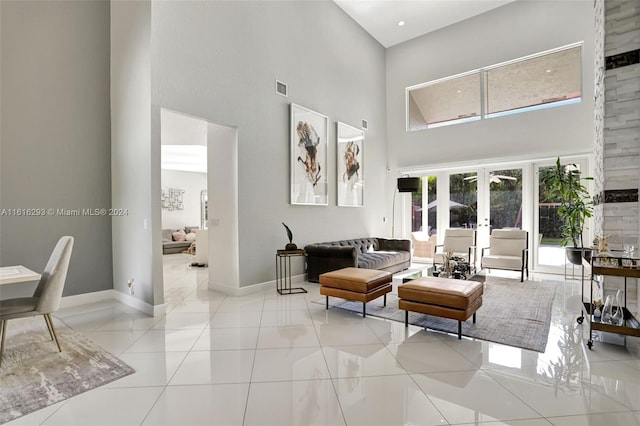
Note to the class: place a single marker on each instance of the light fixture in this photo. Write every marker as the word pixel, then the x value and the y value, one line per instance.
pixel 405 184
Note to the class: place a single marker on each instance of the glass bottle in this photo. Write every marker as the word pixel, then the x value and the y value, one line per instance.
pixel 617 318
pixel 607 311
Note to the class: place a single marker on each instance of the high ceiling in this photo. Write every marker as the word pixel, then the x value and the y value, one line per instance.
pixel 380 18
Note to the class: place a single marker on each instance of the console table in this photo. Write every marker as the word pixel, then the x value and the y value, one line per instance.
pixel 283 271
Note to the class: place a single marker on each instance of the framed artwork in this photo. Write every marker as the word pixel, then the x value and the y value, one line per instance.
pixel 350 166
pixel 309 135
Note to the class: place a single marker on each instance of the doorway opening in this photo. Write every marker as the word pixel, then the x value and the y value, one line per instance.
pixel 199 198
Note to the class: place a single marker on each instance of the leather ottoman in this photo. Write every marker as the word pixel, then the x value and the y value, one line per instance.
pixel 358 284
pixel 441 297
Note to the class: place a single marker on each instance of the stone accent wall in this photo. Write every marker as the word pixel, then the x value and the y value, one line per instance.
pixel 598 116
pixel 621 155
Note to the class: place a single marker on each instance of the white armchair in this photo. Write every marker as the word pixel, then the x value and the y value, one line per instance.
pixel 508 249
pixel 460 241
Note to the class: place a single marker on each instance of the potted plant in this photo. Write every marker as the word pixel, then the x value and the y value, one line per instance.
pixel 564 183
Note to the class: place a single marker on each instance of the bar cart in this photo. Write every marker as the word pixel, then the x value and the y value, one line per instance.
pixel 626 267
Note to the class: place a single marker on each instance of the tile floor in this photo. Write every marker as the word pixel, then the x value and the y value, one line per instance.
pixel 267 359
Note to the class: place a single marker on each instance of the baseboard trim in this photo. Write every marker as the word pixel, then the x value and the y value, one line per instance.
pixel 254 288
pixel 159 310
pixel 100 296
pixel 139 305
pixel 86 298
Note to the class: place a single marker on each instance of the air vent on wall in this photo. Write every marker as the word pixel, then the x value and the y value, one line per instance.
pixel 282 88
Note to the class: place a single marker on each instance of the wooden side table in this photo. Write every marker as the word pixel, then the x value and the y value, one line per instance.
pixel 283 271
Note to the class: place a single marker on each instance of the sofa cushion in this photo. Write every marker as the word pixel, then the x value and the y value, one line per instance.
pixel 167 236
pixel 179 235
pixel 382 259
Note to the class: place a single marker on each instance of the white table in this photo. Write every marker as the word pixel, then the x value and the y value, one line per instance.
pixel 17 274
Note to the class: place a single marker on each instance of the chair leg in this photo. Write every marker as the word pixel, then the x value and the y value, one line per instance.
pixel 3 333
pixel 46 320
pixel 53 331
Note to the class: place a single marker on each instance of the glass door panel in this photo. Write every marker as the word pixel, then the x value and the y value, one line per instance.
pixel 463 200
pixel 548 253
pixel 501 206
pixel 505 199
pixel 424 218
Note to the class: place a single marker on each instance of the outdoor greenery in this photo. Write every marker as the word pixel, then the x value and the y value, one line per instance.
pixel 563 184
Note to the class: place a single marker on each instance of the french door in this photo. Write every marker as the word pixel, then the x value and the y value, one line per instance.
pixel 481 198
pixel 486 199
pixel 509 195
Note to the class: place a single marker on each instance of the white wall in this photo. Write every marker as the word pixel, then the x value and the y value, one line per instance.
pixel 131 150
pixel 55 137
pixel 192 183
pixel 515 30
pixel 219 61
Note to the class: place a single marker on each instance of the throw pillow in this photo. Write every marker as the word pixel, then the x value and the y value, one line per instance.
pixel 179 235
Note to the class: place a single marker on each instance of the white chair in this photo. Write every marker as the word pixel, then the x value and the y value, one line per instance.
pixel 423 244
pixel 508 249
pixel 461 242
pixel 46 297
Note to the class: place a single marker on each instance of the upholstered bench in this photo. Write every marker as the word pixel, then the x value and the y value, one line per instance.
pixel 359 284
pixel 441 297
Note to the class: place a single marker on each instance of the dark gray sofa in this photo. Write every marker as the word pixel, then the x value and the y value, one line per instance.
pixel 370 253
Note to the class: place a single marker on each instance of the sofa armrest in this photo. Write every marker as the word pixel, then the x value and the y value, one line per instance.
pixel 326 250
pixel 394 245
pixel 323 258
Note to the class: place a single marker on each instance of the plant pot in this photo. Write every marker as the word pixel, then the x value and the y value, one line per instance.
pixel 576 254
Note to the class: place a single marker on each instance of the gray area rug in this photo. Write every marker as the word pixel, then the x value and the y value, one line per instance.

REQUIREMENT
Set down every line of the entries above again, exactly as written, but not the pictures.

ANSWER FOR THIS EXERCISE
Note to the class: place a single marker on each instance of the light fixture in this photo. Write every marker as the word pixel, then the x value and the y value, one line per instance.
pixel 405 184
Note to the class: place a single marker on each instance of the glass bottle in this photo. Write every marker as the word pixel, then the x value and the y value, one line per instance.
pixel 617 318
pixel 607 311
Note to the class: place a single marker on each instance of the high ceiling in this photo. Write every marker as the word pixel, then the x value and the y value, one line per instance.
pixel 380 18
Note to the class: place a single marker on each instance of the console table in this photo. Write every marker as the word pixel, then the x value and the y value, one line per instance.
pixel 283 271
Note to the class: place a single marker on each instance of the framed artwork in this photo. Write every marker as the word pixel, then the x value and the y value, one line per instance.
pixel 350 166
pixel 309 135
Note to the class: place a single marker on each instance of the doorway opening in this photo. Write every marker as the word pixel, then the x value and the y value, one line per instance.
pixel 199 198
Note to the class: place a single marker on each instance of the leather ottoman in this photo. Write every marker as the word pixel, then the x value and the y value, one line per instance.
pixel 358 284
pixel 441 297
Note to the class: place a single marker on each instance of the stone accent wall in this photo. Write every marker as the word pixel, then the x value and the y value, one line per instance.
pixel 598 116
pixel 621 155
Note to the class: place a single marker on each instance of the white armchair in this photo. Write every marker as the word pixel, then the x value and the y value, one line per instance.
pixel 508 249
pixel 460 241
Note to the class: place a single marker on each instance of the potted plant in this photo. Write every marker as the word pixel, then the x value and the y value, one line per instance.
pixel 564 183
Note to the class: place a single marker on each instance of the bar cart in this photo. Write every marker as the word pixel, then the x value and the y value, one line per instance.
pixel 626 267
Note to the class: place a single marker on each instance of the tile floor in this photo. Write every marker as the word pixel, then the x value and the y value, one line per instance.
pixel 267 359
Note to the class: place a single marker on each instance of the baseboard trim in this photo. Write every marker as the word pixel, then the x value and the y value, one line per instance.
pixel 254 288
pixel 159 310
pixel 100 296
pixel 139 305
pixel 86 298
Note to the class: place a single marker on each instance of the air vent on wall in this photo. Write every marker as the word pixel, then the x value and the y value, one line per instance.
pixel 282 88
Note to the class: place a single marker on each instance of the wooden side table in this photo. Write every marker as the word pixel, then the x value and the y value, one line per instance.
pixel 283 271
Note to the class: place a single marker on each instance of the sofa cushion in this photo. Write every marker as the word pixel, then the x value and the y value, one line per instance.
pixel 167 236
pixel 179 235
pixel 382 259
Note to the class: place a single marker on each instance of the white table in this photo. Write every marker as the word pixel, then the x value and the y value, one line per instance.
pixel 17 274
Note to the class: place a single marker on each instance of the chair leg in this photo. Write every marker as the word pixel, then the x value and the y value, one line per instance.
pixel 3 333
pixel 46 320
pixel 53 331
Note to the class: place a single marker on each instance of the glass door panel in this photo. Write every marker as the word pixel, then the x value and the y value, one line per instance.
pixel 463 200
pixel 548 253
pixel 501 206
pixel 505 199
pixel 424 218
Note to the class: place a single marker on each instance of the outdoor greenery in this photo. Write every marker as the word pixel, then the x value and the y value, one line per instance.
pixel 563 184
Note to the class: place a single marker on each instance of the french door in this photo. Write every marker as the word pixel, then the x value and the y value, one line per instance.
pixel 481 198
pixel 486 199
pixel 509 195
Note to the class: place a single marker on each instance of the white wall in this photo. Write every marker as the word pixel, then the x value and the y value, one line per instance.
pixel 131 150
pixel 55 137
pixel 192 183
pixel 515 30
pixel 219 61
Note to the class: place a single marker on each instance of the throw pillow in this photo. Write every marker as the word pixel, then the x value and the y value, one line per instance.
pixel 179 235
Note to the class: place a single marker on each instance of the white chair in this photo. Write every marker as the word pixel, then the x value and the y value, one line per instance.
pixel 423 244
pixel 508 249
pixel 461 242
pixel 46 297
Note to the class: place a single marker on each instance of the upholstered bench in this photo. Write every marker as the word pixel, then the x value and the y value, one line per instance.
pixel 359 284
pixel 441 297
Note to the class: place a single marker on each instance of the dark gray sofa in this photo. Write every marker as the word pixel, then the x value and the y value, one line per instance.
pixel 370 253
Note to the class: place a single marker on each instance of the sofa armrest in this photo. Write every marker as the word pixel, then the x value and the y value, one line per instance.
pixel 326 250
pixel 394 245
pixel 323 258
Note to the class: place a single marker on each instance of the plant pot in this photo. Write every marker as the word pixel, then the x value and the y value, one line per instance.
pixel 576 254
Note to the class: place a single marker on each instance of the gray area rug in this photo. Write every marker as the word pixel, then the x value and the y value, one line per instance.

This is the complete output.